▶ [Directions]
Please copy out every line in the entries that includes the word "shadowed".

**** Dataset records ****

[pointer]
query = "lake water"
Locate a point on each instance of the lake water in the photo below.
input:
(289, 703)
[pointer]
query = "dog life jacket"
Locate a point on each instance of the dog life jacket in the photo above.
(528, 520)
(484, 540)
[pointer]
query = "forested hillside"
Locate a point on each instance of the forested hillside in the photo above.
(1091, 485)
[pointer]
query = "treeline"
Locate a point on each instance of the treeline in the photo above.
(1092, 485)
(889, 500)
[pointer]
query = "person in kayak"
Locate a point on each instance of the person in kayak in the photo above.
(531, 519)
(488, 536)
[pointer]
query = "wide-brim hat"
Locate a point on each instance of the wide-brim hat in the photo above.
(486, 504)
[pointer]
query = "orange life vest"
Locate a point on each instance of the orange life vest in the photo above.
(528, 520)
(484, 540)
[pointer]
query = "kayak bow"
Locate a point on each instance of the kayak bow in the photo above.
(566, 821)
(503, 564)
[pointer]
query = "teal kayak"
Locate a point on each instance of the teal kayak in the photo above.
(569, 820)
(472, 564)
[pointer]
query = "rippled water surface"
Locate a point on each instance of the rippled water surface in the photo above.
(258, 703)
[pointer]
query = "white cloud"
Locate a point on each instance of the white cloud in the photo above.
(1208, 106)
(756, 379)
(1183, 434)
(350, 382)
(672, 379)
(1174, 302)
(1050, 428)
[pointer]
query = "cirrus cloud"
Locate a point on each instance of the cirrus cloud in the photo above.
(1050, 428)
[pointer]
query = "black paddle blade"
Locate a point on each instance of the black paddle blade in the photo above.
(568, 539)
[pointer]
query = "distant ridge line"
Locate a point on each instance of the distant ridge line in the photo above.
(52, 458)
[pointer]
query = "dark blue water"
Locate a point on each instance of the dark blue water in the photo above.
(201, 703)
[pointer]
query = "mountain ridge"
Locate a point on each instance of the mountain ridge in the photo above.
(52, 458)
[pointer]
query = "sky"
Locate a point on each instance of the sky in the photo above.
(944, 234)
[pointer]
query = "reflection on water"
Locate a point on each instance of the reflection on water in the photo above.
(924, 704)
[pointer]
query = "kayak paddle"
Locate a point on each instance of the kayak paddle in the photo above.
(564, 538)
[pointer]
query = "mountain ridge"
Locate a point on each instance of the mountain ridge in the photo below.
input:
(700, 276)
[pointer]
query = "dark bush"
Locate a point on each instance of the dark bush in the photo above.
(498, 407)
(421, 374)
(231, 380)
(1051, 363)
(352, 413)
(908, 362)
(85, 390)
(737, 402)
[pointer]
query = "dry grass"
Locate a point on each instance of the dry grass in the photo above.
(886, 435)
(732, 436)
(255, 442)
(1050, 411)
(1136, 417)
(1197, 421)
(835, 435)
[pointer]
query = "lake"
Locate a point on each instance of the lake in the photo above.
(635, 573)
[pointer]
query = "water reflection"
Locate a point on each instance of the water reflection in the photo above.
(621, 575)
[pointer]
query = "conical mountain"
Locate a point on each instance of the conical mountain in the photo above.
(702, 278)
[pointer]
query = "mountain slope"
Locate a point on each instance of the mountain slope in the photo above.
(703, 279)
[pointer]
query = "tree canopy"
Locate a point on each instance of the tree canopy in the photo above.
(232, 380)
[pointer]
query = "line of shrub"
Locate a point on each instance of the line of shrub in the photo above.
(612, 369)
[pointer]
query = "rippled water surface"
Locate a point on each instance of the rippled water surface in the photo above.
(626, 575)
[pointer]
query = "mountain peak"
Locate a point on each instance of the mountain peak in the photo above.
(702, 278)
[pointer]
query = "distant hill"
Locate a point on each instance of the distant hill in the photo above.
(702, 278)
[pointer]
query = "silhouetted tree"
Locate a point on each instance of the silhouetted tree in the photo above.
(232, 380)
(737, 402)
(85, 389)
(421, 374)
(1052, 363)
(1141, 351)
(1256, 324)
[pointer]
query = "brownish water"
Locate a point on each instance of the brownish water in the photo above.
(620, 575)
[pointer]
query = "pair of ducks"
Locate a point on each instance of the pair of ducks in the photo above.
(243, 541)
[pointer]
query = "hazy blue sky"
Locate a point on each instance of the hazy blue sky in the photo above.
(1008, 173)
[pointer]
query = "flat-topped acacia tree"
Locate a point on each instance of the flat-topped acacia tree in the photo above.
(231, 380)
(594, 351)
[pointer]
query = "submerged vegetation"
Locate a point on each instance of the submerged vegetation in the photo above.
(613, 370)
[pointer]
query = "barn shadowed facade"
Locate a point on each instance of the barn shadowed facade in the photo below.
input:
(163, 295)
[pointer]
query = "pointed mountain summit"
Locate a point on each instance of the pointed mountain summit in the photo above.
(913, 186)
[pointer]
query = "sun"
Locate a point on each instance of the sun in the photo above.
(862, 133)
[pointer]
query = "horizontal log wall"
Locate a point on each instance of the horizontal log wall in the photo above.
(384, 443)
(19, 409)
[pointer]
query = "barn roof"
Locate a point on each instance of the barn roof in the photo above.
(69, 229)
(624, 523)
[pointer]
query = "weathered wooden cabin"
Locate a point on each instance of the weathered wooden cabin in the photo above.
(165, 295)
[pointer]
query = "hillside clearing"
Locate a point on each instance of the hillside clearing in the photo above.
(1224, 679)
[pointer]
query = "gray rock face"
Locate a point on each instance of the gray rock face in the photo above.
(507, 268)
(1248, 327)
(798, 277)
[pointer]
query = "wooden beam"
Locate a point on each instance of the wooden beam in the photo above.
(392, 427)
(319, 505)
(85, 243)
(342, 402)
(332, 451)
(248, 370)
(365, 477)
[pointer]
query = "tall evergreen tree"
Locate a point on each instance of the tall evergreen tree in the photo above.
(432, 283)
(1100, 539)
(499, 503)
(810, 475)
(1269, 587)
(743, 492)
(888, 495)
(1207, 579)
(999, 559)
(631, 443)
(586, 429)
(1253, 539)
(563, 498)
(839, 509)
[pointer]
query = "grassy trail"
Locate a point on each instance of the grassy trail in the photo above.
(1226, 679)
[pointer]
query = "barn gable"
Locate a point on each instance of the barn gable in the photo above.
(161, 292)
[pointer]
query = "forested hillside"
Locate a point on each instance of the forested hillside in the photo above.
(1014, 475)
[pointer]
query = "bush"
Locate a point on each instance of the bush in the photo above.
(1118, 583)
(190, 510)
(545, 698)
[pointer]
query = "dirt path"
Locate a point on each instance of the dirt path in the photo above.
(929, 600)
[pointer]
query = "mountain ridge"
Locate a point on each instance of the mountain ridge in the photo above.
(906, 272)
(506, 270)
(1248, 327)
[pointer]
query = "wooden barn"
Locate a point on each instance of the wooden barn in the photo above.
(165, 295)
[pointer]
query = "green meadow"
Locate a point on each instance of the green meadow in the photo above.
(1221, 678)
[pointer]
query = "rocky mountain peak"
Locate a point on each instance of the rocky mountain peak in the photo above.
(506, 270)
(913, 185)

****

▶ [Task response]
query = "barn shadowed facade"
Locate a point on each instance of the barn shadowed facade in the photo below.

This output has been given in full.